** Opening Data provided block **

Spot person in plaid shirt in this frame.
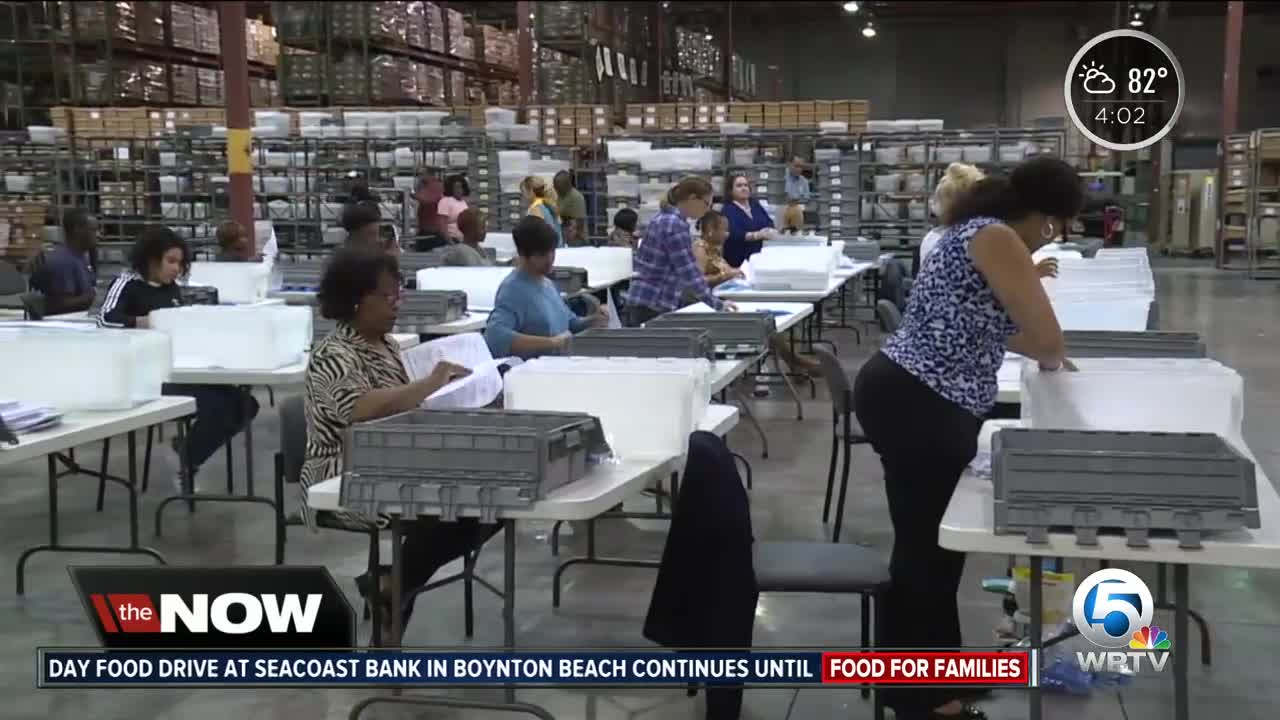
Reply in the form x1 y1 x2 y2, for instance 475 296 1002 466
625 177 737 327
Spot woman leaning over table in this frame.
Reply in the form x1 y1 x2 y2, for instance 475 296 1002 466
851 157 1083 720
721 172 776 268
301 247 498 647
624 176 735 327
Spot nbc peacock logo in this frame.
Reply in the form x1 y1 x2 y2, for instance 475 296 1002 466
1128 625 1171 651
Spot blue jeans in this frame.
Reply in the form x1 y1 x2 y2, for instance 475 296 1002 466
162 383 259 473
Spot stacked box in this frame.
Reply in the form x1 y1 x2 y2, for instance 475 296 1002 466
171 64 198 105
135 1 165 45
198 68 225 106
0 199 48 256
193 5 219 54
538 47 587 105
280 52 324 98
539 1 585 37
272 1 325 43
60 1 137 42
250 78 277 107
424 3 445 52
246 19 280 66
333 2 403 45
449 70 466 106
447 9 471 58
478 25 517 70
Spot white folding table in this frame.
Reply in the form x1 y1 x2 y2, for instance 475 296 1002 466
157 362 308 559
941 427 1280 720
2 396 196 594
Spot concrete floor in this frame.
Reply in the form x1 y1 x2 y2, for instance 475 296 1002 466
2 260 1279 719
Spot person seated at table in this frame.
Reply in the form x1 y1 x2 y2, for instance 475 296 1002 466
484 215 606 359
302 246 494 646
214 220 256 262
779 203 807 236
696 210 818 376
442 208 493 267
97 227 259 491
609 207 639 249
343 185 400 256
31 208 98 315
625 177 734 327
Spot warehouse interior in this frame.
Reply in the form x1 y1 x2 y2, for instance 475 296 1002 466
1 1 1279 719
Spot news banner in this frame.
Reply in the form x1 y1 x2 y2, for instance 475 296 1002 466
44 566 1039 690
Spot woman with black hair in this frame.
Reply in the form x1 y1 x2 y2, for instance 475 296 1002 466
438 174 470 242
301 247 493 646
343 184 399 255
852 157 1084 720
97 227 259 492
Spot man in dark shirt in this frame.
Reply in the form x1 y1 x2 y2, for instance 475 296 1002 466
32 208 98 315
553 171 588 247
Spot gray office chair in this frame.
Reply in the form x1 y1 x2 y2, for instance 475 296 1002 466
0 260 26 313
813 346 873 543
876 299 902 334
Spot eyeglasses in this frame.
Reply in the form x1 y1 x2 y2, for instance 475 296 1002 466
368 286 402 305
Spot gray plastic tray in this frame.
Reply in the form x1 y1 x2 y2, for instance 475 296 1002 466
550 266 589 294
568 328 714 361
645 312 778 356
340 409 611 522
279 259 327 291
180 285 220 306
992 428 1258 549
1064 331 1205 358
844 240 882 262
394 290 468 332
398 251 447 276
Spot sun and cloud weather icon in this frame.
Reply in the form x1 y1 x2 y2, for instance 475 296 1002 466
1129 625 1172 650
1079 60 1116 95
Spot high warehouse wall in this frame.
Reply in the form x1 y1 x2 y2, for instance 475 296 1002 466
740 14 1280 136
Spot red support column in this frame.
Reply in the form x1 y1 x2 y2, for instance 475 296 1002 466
1217 0 1244 263
517 1 532 107
219 1 253 235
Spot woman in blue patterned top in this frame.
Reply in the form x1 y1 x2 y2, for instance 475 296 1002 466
852 157 1083 720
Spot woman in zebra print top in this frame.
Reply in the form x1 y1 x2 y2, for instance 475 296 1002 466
301 247 497 645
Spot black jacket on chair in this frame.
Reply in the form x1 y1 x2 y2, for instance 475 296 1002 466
644 431 758 720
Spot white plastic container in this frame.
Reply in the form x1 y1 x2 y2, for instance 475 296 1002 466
0 325 171 410
963 145 992 163
1020 358 1244 441
27 125 66 144
552 247 634 285
504 356 712 460
485 107 518 126
415 267 514 311
150 305 312 370
866 120 897 133
875 146 903 164
485 126 511 141
508 124 539 142
394 147 417 168
498 150 532 174
906 145 927 163
907 199 928 220
719 122 749 135
905 173 927 193
4 174 33 192
819 121 849 134
484 232 516 259
999 144 1030 162
606 173 640 197
1049 295 1152 332
873 174 902 192
638 181 670 206
893 120 919 131
934 146 964 164
730 148 756 165
749 246 837 291
188 261 273 304
447 151 469 167
499 172 525 194
605 140 652 164
916 119 945 131
253 110 291 136
258 175 290 195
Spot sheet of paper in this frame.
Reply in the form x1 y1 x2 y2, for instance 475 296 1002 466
423 357 522 410
401 332 494 382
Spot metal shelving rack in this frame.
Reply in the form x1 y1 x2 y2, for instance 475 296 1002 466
1218 132 1251 271
814 127 1066 250
1245 129 1280 279
0 133 71 258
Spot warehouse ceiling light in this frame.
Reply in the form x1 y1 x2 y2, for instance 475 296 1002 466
862 22 877 38
843 1 860 13
704 31 714 41
1129 14 1144 27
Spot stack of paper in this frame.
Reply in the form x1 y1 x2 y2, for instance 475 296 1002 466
0 400 62 437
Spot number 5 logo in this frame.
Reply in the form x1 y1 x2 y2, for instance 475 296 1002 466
1072 568 1154 648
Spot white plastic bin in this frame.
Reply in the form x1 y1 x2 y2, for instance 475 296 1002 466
605 140 652 163
818 121 848 134
188 261 273 304
485 107 517 126
0 325 171 410
552 247 634 285
1049 295 1152 332
415 267 514 311
963 145 992 163
719 122 749 135
504 356 712 460
874 147 903 164
150 305 312 370
873 174 902 192
498 150 532 174
905 173 927 193
750 246 836 290
1020 358 1244 440
606 173 640 197
934 146 964 164
866 120 896 133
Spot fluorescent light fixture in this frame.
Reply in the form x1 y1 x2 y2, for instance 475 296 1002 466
862 23 877 38
704 32 714 41
843 1 860 12
1129 17 1144 26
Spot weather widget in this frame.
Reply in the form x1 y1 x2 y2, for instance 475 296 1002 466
1064 29 1185 151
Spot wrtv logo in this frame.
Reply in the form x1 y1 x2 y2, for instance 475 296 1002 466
70 567 355 649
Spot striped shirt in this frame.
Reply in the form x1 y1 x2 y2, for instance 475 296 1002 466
627 206 722 313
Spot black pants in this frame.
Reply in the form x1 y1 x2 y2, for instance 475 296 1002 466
853 352 982 713
162 383 260 473
625 303 663 328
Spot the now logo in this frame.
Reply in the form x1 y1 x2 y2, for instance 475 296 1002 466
71 566 355 649
89 593 322 634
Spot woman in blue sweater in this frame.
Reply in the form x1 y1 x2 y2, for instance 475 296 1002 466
721 173 776 267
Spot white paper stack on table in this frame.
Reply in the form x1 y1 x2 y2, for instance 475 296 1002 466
401 333 520 410
0 400 62 436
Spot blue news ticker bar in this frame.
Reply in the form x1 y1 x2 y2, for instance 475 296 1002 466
39 650 826 687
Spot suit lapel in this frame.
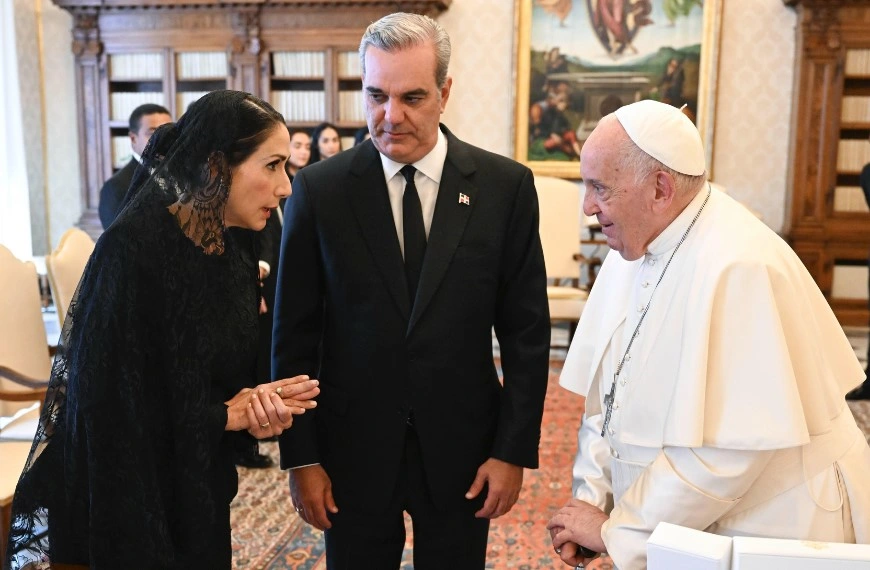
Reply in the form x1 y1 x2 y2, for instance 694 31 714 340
408 129 476 333
346 142 411 320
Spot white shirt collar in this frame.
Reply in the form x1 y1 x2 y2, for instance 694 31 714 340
379 128 448 183
131 151 142 164
646 182 710 257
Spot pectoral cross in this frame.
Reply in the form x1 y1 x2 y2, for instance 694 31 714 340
600 374 618 437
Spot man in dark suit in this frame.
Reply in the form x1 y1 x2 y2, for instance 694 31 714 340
272 12 550 569
98 103 171 229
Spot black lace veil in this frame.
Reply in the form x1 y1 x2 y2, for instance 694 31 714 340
5 90 285 570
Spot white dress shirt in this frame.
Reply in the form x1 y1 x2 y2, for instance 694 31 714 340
378 129 448 259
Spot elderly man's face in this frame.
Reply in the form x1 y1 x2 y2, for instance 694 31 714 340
580 118 658 261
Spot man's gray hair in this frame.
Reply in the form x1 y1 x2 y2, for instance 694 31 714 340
359 12 451 88
617 135 706 196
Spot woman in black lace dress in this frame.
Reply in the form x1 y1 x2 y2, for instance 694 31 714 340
5 91 320 570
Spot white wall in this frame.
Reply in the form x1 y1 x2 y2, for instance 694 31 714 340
16 0 798 251
711 0 796 233
438 0 516 158
13 0 80 255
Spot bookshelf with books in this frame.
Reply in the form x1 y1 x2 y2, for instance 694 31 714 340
268 48 366 136
51 0 452 238
174 51 230 114
786 0 870 326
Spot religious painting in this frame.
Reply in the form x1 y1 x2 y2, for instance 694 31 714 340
514 0 721 178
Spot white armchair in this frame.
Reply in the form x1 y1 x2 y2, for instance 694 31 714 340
45 227 95 327
536 176 589 345
0 245 51 562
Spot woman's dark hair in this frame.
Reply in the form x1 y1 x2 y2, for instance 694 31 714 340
288 126 310 140
309 122 341 164
137 90 285 202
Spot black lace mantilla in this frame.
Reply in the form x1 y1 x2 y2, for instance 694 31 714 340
5 91 264 569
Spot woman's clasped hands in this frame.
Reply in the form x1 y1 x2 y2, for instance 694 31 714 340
225 375 319 437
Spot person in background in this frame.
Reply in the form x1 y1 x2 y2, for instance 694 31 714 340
849 139 870 400
98 103 172 229
548 100 870 569
273 12 550 570
237 126 314 470
309 122 341 164
5 90 320 570
287 127 312 181
353 126 370 146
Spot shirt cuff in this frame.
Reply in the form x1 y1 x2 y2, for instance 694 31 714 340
288 463 320 470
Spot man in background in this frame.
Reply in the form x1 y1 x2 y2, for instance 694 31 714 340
98 103 171 229
548 100 870 569
273 12 549 569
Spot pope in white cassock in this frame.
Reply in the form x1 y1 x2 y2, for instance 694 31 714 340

** Closing Data provided block **

▸ **What to work on**
If a line of the data above holds the string "light", count it, then give only the final number.

▸ **Answer**
2